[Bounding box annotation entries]
begin
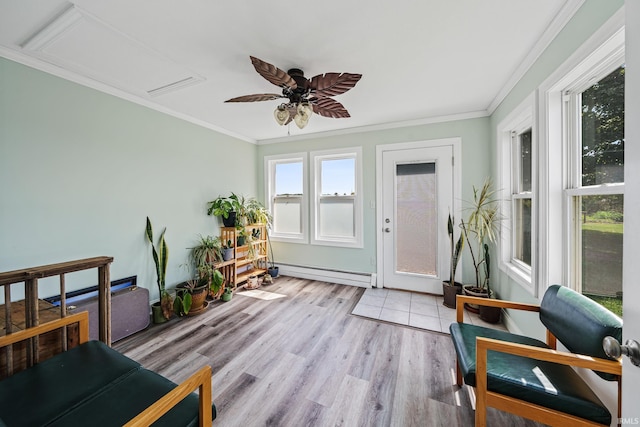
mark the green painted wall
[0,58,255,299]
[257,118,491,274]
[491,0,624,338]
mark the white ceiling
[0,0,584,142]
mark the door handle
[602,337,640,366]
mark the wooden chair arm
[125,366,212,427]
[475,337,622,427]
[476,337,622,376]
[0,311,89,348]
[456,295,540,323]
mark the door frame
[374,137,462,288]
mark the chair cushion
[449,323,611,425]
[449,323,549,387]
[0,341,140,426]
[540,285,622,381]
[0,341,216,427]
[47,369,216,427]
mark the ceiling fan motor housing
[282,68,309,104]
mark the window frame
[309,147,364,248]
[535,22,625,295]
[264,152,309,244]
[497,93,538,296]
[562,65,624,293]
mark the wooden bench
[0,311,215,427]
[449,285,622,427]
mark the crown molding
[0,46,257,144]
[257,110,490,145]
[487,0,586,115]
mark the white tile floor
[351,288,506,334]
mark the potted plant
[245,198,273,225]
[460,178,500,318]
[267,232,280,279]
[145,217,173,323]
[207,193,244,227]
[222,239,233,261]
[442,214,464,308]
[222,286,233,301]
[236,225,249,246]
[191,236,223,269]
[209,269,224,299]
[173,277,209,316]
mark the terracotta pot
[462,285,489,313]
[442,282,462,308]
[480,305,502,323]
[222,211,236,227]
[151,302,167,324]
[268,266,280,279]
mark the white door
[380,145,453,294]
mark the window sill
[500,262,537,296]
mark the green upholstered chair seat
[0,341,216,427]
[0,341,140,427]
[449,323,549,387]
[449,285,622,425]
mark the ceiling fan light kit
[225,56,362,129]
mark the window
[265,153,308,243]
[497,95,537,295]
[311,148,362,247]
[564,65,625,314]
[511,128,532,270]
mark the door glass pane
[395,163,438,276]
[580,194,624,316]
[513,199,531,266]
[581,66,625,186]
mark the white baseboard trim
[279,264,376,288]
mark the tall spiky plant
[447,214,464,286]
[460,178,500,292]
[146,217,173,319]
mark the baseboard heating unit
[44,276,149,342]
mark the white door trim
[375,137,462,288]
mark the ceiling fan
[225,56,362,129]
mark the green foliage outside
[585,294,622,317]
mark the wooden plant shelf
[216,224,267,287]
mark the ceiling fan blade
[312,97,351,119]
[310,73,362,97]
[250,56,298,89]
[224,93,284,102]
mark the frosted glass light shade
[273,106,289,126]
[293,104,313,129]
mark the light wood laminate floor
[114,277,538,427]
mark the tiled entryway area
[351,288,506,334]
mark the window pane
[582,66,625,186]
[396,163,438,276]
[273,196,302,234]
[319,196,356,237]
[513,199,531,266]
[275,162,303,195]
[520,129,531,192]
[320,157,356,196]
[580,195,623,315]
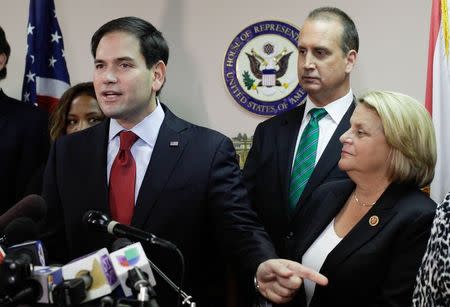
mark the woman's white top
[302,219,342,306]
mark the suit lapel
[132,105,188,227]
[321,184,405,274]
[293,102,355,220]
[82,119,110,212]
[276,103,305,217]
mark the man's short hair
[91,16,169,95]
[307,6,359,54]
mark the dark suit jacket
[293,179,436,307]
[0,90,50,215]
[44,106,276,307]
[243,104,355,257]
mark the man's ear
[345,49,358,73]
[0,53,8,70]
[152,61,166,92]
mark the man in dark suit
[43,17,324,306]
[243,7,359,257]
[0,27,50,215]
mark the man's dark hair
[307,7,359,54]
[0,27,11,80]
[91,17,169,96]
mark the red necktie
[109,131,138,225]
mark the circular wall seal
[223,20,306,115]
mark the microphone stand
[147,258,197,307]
end
Rewrite the stretch of the material from the line containing "mark the window sill" through the line containing "[146,217,173,319]", swapping "spiky" for "pointed" and keeping everything else the same.

- **SOLUTION TO THE PROBLEM**
mark the window sill
[500,262,537,296]
mark the green upholstered chair seat
[0,341,216,427]
[0,341,140,427]
[449,323,549,387]
[449,285,622,425]
mark the ceiling fan light kit
[225,56,362,129]
mark the window
[265,153,308,243]
[497,95,537,295]
[311,148,362,247]
[564,65,625,314]
[511,128,532,270]
mark the door glass pane
[395,163,438,276]
[580,194,624,316]
[513,199,531,266]
[581,66,625,186]
mark the white baseboard trim
[279,264,376,288]
mark the tall pointed plant
[447,214,464,286]
[460,178,500,292]
[146,217,173,319]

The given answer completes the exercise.